Given records:
--- --- ---

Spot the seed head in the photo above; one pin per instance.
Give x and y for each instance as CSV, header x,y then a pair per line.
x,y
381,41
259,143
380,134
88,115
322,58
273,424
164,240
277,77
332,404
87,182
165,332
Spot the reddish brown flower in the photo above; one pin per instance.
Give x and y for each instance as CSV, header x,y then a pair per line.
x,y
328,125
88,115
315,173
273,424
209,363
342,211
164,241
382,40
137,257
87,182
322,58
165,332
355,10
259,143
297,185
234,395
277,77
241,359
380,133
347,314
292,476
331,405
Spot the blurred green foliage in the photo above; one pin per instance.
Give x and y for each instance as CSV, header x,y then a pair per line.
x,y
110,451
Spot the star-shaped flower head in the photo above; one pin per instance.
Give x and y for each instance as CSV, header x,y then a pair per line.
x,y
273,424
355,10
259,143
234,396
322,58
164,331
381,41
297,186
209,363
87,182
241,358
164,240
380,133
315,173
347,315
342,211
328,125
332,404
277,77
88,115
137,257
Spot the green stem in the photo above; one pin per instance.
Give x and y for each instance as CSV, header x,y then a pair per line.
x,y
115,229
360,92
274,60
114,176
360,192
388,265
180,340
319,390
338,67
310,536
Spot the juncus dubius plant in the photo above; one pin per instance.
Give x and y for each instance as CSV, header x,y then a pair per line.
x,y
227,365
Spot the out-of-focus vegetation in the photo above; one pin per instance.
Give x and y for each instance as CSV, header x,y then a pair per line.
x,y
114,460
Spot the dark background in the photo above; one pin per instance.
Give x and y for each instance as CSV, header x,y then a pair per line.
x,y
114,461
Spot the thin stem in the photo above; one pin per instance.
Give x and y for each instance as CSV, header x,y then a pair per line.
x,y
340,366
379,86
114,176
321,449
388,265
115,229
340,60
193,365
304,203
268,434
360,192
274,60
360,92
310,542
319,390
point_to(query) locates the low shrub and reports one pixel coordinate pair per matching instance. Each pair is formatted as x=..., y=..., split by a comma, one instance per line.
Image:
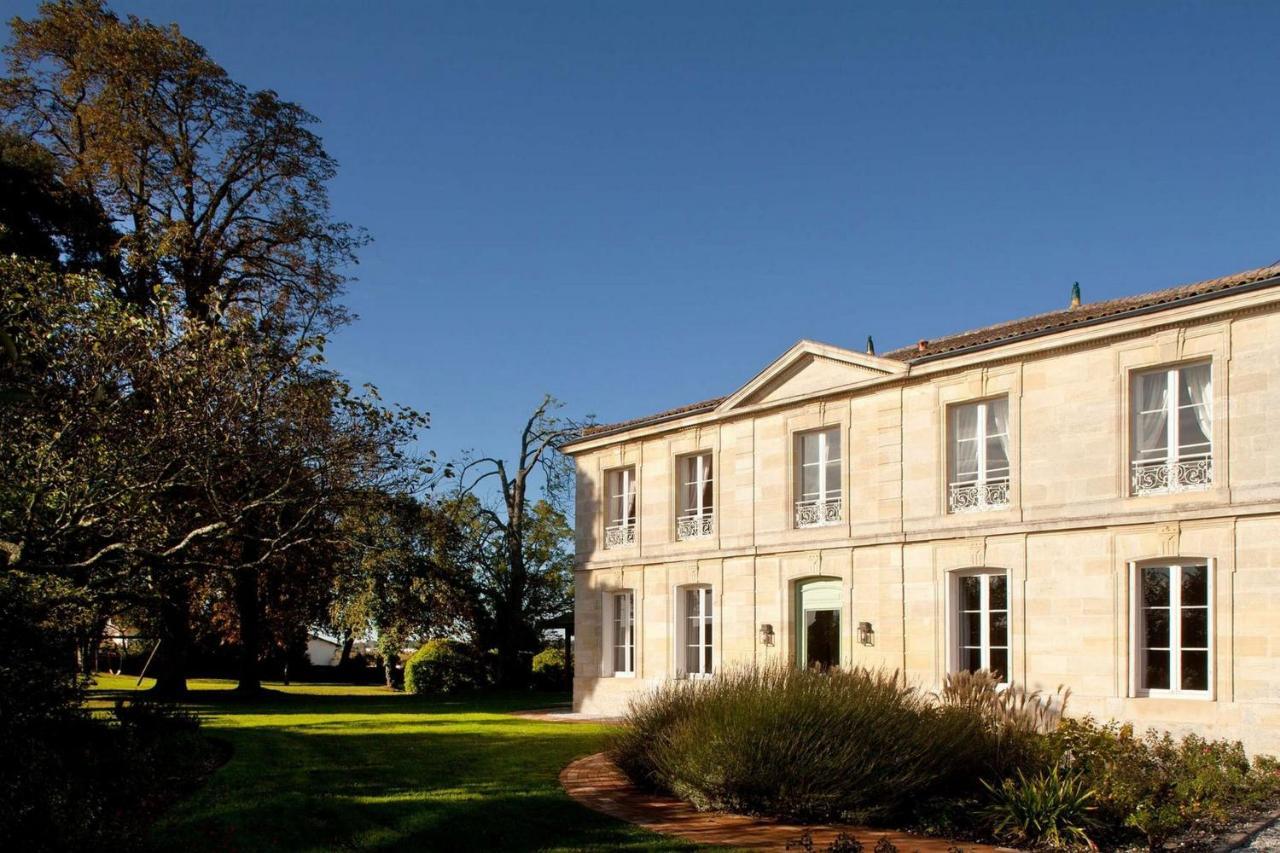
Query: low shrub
x=443, y=666
x=155, y=719
x=1156, y=787
x=851, y=744
x=96, y=784
x=1050, y=808
x=549, y=669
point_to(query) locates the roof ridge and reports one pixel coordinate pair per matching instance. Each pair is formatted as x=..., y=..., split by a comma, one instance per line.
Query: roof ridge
x=997, y=333
x=1088, y=310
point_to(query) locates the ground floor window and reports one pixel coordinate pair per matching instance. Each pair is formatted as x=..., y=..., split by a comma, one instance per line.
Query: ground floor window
x=622, y=632
x=982, y=623
x=818, y=623
x=1173, y=626
x=696, y=630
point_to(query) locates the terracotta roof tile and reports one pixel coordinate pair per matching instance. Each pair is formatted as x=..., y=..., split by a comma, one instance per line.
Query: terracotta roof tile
x=1087, y=313
x=1000, y=333
x=691, y=409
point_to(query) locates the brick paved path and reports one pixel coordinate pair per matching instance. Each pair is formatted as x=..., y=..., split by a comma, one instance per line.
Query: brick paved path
x=597, y=783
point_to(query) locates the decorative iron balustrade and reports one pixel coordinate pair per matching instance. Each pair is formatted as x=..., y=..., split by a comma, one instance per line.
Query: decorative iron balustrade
x=978, y=497
x=1161, y=477
x=620, y=536
x=695, y=527
x=816, y=514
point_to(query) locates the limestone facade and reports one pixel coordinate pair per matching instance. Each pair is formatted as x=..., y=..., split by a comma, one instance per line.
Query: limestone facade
x=1069, y=527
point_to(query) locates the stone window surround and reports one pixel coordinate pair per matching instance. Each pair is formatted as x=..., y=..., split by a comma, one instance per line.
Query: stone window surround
x=1173, y=349
x=951, y=600
x=607, y=471
x=978, y=386
x=949, y=410
x=817, y=418
x=680, y=451
x=679, y=644
x=608, y=601
x=1132, y=619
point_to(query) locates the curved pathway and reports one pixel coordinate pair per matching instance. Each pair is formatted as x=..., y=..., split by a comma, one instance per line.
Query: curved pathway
x=597, y=783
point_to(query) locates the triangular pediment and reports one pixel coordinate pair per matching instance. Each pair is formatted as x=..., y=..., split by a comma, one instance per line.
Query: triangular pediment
x=810, y=368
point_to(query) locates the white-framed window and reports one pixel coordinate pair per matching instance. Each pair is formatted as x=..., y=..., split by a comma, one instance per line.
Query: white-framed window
x=1171, y=416
x=819, y=498
x=981, y=621
x=1173, y=628
x=696, y=514
x=620, y=525
x=978, y=456
x=695, y=632
x=621, y=637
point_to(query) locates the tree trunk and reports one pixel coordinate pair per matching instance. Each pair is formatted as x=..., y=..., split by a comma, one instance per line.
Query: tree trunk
x=169, y=666
x=251, y=630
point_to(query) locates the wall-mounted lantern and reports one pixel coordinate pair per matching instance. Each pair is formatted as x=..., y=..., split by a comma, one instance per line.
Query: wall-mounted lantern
x=865, y=635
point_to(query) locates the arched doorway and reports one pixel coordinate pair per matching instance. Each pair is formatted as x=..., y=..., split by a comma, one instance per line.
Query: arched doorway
x=818, y=623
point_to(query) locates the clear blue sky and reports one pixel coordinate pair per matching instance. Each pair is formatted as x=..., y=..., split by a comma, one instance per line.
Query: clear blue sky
x=639, y=205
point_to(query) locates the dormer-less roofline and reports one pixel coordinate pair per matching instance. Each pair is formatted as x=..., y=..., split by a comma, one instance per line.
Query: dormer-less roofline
x=956, y=346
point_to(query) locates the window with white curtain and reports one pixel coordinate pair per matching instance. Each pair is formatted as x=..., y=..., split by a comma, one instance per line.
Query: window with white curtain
x=620, y=527
x=695, y=615
x=978, y=465
x=1173, y=429
x=622, y=632
x=696, y=516
x=981, y=614
x=1173, y=629
x=818, y=492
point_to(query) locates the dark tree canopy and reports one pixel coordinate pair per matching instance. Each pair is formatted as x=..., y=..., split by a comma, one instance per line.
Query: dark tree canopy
x=218, y=191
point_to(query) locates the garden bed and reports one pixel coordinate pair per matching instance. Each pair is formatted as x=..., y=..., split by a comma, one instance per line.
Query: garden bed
x=973, y=762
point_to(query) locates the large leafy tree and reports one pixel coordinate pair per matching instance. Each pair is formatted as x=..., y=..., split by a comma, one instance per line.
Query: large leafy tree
x=219, y=192
x=219, y=229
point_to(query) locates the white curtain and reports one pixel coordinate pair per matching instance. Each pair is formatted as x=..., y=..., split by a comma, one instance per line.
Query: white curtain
x=964, y=433
x=1200, y=388
x=1000, y=420
x=1152, y=427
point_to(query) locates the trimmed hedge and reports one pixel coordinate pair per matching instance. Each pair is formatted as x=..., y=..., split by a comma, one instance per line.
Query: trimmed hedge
x=443, y=666
x=549, y=669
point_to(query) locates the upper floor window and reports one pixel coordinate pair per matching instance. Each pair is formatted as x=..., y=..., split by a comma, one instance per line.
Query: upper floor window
x=818, y=495
x=1171, y=629
x=622, y=641
x=982, y=623
x=978, y=477
x=621, y=525
x=696, y=515
x=696, y=630
x=1173, y=428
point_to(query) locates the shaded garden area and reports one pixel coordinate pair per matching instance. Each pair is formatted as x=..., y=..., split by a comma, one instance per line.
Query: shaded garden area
x=357, y=767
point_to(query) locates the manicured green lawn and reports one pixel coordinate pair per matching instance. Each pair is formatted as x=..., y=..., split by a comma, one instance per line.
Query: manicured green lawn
x=323, y=767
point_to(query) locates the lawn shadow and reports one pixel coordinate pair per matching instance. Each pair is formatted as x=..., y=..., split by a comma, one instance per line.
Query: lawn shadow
x=401, y=772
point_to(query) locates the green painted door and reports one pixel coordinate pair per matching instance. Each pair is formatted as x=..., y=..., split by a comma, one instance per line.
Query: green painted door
x=818, y=623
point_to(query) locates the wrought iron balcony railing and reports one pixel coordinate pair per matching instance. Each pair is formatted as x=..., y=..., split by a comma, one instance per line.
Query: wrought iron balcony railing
x=978, y=497
x=816, y=514
x=1165, y=477
x=695, y=527
x=620, y=536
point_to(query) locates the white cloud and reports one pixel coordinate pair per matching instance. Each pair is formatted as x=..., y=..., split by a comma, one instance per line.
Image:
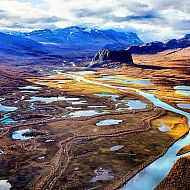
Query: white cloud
x=157, y=19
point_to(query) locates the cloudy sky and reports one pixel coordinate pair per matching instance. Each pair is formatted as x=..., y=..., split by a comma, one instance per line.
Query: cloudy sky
x=150, y=19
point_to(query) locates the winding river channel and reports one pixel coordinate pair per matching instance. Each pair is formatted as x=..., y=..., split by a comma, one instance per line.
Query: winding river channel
x=154, y=173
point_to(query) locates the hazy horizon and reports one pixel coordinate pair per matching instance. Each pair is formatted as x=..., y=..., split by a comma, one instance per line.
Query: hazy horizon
x=158, y=20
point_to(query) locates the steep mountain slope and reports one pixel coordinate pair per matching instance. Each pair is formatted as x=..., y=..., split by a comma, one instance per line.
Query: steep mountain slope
x=10, y=44
x=111, y=59
x=154, y=47
x=77, y=37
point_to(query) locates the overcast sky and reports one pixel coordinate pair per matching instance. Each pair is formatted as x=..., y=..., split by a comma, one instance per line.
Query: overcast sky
x=150, y=19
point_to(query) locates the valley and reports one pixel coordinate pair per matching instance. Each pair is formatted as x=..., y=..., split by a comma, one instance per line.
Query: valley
x=94, y=128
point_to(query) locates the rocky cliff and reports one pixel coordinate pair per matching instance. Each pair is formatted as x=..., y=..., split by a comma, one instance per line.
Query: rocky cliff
x=111, y=59
x=155, y=47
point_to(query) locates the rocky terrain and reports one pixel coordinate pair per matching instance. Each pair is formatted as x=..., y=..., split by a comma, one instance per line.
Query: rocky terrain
x=154, y=47
x=111, y=59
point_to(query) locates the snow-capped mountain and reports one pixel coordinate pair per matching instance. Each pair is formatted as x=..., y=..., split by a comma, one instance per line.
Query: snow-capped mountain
x=154, y=47
x=19, y=45
x=85, y=38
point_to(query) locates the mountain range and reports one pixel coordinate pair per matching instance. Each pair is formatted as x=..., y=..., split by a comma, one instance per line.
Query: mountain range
x=155, y=47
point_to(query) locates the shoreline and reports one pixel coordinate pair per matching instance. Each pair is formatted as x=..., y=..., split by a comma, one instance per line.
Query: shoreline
x=120, y=183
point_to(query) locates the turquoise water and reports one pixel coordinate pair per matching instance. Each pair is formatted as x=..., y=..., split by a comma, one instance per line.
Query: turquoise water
x=150, y=176
x=185, y=106
x=30, y=87
x=18, y=135
x=135, y=104
x=85, y=113
x=7, y=120
x=4, y=185
x=51, y=99
x=145, y=82
x=113, y=96
x=84, y=72
x=182, y=87
x=183, y=90
x=7, y=108
x=108, y=122
x=117, y=147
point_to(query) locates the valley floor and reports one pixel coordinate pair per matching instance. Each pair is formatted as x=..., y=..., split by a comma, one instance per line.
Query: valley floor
x=90, y=129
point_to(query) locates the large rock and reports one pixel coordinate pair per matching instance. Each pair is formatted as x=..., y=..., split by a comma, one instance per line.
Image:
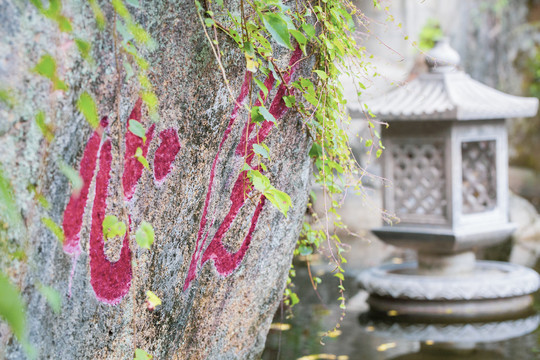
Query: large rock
x=237, y=250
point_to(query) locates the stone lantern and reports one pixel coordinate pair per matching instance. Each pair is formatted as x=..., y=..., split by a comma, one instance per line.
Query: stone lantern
x=447, y=160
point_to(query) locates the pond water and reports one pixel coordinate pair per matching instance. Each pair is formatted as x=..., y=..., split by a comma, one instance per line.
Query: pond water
x=360, y=337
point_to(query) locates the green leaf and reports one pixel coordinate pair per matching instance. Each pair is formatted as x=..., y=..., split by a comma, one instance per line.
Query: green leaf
x=52, y=296
x=145, y=235
x=315, y=151
x=261, y=150
x=98, y=14
x=256, y=116
x=277, y=27
x=54, y=228
x=321, y=74
x=9, y=211
x=73, y=177
x=142, y=355
x=294, y=299
x=46, y=67
x=141, y=158
x=138, y=130
x=290, y=100
x=309, y=30
x=261, y=85
x=139, y=33
x=266, y=114
x=112, y=227
x=259, y=181
x=7, y=97
x=88, y=108
x=143, y=161
x=251, y=65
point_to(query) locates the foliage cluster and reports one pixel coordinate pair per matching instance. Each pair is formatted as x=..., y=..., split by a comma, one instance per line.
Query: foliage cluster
x=322, y=29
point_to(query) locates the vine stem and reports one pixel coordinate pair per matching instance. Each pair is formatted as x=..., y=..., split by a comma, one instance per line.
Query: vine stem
x=217, y=56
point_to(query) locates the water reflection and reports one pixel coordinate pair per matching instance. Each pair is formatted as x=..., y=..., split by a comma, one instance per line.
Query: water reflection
x=363, y=337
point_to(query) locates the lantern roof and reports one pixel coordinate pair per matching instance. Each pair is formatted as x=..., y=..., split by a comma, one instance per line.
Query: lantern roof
x=447, y=93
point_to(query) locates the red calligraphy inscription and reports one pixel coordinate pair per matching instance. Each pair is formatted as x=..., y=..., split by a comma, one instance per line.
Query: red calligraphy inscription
x=110, y=280
x=166, y=153
x=225, y=261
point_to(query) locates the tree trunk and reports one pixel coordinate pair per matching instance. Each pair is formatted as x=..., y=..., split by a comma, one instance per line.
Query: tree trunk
x=222, y=252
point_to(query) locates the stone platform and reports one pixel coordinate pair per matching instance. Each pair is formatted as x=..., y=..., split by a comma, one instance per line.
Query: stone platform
x=491, y=290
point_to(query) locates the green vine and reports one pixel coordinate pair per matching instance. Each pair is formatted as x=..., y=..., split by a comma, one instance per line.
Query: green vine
x=324, y=31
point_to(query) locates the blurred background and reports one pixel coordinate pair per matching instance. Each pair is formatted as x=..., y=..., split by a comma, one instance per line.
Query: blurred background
x=499, y=45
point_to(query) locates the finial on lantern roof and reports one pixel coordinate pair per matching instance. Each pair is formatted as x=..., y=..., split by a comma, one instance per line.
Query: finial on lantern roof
x=442, y=57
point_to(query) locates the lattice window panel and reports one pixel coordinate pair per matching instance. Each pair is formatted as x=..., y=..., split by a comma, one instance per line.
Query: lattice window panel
x=419, y=181
x=479, y=176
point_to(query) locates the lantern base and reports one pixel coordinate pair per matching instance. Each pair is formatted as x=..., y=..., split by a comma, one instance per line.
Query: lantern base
x=492, y=290
x=444, y=240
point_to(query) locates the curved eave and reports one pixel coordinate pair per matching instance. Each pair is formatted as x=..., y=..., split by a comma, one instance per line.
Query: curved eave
x=450, y=96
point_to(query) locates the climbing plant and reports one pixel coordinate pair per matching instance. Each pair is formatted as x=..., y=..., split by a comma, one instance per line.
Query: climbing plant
x=324, y=31
x=321, y=33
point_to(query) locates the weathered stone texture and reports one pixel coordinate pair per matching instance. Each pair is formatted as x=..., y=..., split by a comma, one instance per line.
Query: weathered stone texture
x=217, y=317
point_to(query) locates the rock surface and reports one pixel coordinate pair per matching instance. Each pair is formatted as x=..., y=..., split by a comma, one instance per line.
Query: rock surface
x=224, y=311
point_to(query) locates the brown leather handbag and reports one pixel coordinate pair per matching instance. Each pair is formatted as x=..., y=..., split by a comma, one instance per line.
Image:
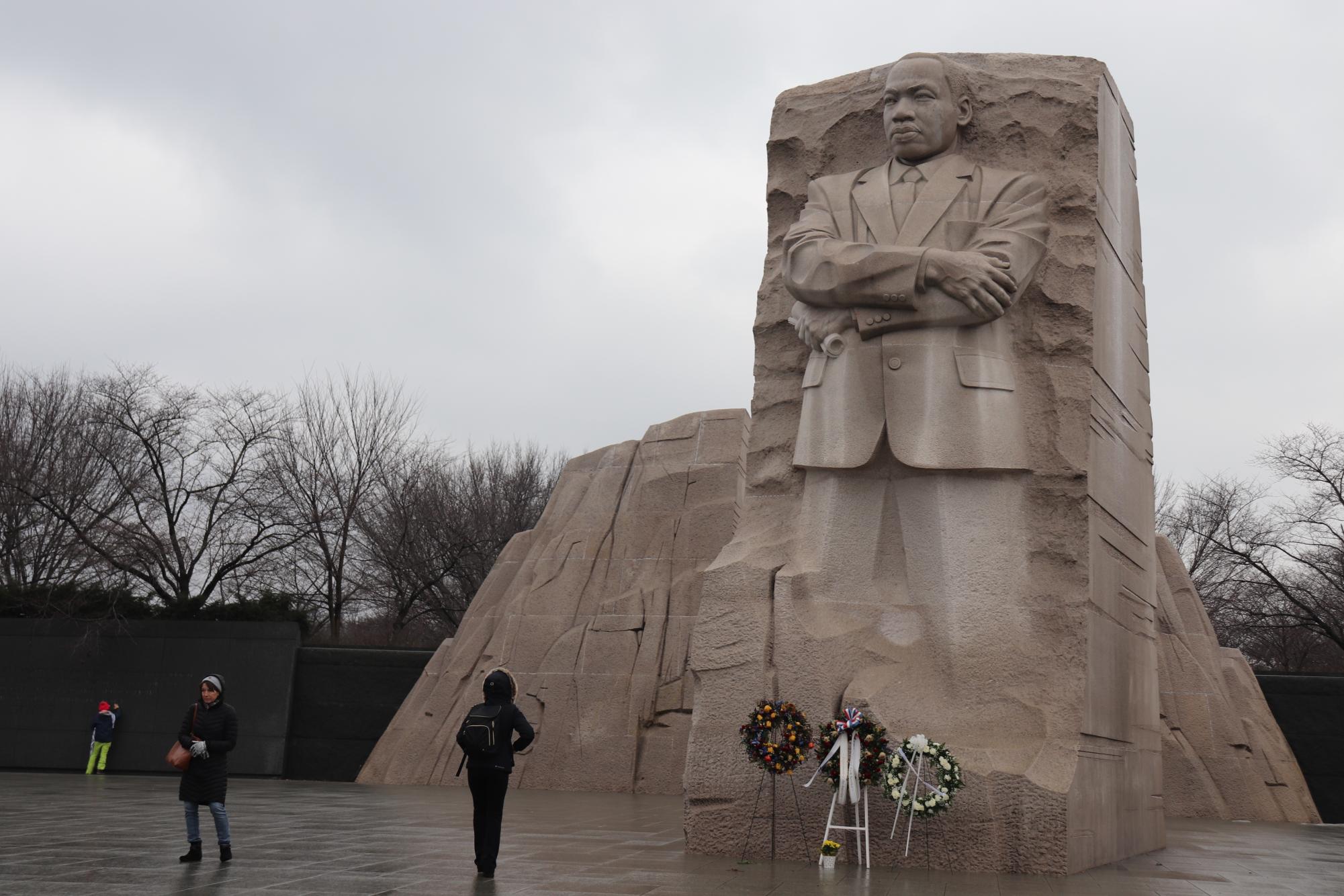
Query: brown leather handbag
x=179, y=757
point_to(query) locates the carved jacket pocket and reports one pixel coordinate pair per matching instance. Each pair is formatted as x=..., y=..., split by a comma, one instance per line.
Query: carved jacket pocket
x=985, y=370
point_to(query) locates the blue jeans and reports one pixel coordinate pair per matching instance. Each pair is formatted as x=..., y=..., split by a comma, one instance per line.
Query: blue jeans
x=194, y=823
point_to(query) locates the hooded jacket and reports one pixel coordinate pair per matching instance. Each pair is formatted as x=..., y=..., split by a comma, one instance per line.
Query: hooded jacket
x=500, y=691
x=206, y=780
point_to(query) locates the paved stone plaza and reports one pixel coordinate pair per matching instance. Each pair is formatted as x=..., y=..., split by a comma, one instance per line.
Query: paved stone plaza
x=64, y=834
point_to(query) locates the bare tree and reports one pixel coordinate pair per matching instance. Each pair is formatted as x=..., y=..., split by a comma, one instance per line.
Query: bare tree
x=38, y=417
x=440, y=523
x=181, y=503
x=343, y=439
x=1270, y=568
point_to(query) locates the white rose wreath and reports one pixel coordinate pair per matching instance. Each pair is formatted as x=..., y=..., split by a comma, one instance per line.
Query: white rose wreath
x=921, y=777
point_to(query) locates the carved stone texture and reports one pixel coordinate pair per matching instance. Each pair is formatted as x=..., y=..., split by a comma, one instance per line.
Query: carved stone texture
x=1223, y=754
x=593, y=613
x=1012, y=615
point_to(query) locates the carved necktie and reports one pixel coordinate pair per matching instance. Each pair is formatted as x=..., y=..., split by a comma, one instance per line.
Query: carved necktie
x=903, y=195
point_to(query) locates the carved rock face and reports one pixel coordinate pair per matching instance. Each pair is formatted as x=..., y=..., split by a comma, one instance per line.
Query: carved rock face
x=683, y=572
x=593, y=613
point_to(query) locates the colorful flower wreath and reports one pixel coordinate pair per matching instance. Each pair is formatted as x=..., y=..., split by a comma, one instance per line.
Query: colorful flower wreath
x=940, y=780
x=777, y=737
x=871, y=734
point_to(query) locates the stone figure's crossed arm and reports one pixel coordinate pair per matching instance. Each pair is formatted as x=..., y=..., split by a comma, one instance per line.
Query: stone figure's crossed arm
x=885, y=285
x=825, y=272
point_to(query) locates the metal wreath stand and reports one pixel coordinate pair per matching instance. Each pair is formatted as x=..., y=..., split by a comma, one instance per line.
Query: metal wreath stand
x=797, y=808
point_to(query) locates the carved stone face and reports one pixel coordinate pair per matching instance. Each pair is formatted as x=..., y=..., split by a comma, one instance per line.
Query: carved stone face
x=918, y=111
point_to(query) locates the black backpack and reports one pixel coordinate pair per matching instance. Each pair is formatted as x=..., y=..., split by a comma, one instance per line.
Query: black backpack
x=483, y=733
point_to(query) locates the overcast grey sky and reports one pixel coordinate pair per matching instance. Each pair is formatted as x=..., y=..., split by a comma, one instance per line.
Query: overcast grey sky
x=549, y=218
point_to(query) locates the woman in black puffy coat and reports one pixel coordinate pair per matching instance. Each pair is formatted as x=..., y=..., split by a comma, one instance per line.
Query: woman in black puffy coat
x=209, y=731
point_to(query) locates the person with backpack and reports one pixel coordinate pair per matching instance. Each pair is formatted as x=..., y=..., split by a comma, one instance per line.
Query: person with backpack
x=486, y=741
x=104, y=723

--- --- ---

What to do: Return, word for word, every line from the line with "point_to(query) locates the metal" to the final line of the data.

Solution to this exercise:
point_to(query) locates the metal wreath stand and reports one pixel coordinate pair per matching instance. Each pair is formatted as x=..., y=..., split by a comma, one instance per line.
Query: metal wreath stand
x=797, y=808
point_to(query) locates the carved stone face and reports one pixel coordinate pair per matching instance. Each pair is formatted as x=..., y=..., split by a comma, one instance per line.
Query: carved stone face
x=918, y=111
point_to(query) locates the black backpack and reports one pixel coordinate pair per matching instance. Each pair is formatted as x=..., y=..., split by a comma, one instance per line.
Query: black backpack
x=483, y=733
point_to(query) locates the overcast grey sky and reports one pixel coordinate pair per matching instance. Each pair is formatted as x=..., y=..., split by a comma, one instance per line.
Query: overcast grey sky
x=549, y=218
point_to(query) locates the woman in black puffy coat and reports one pixel coordinate pair per matching instance. Each pair is formatted as x=..., y=..., split by a comma, one instance per line.
Query: woman in black puffy coat
x=209, y=731
point_to(query) locates the person with backpack and reports one pixel coordinate pair per matching instance. Each pair is formatted as x=..., y=..., split by a comma, one instance per line.
Query: person with backpack
x=486, y=741
x=104, y=723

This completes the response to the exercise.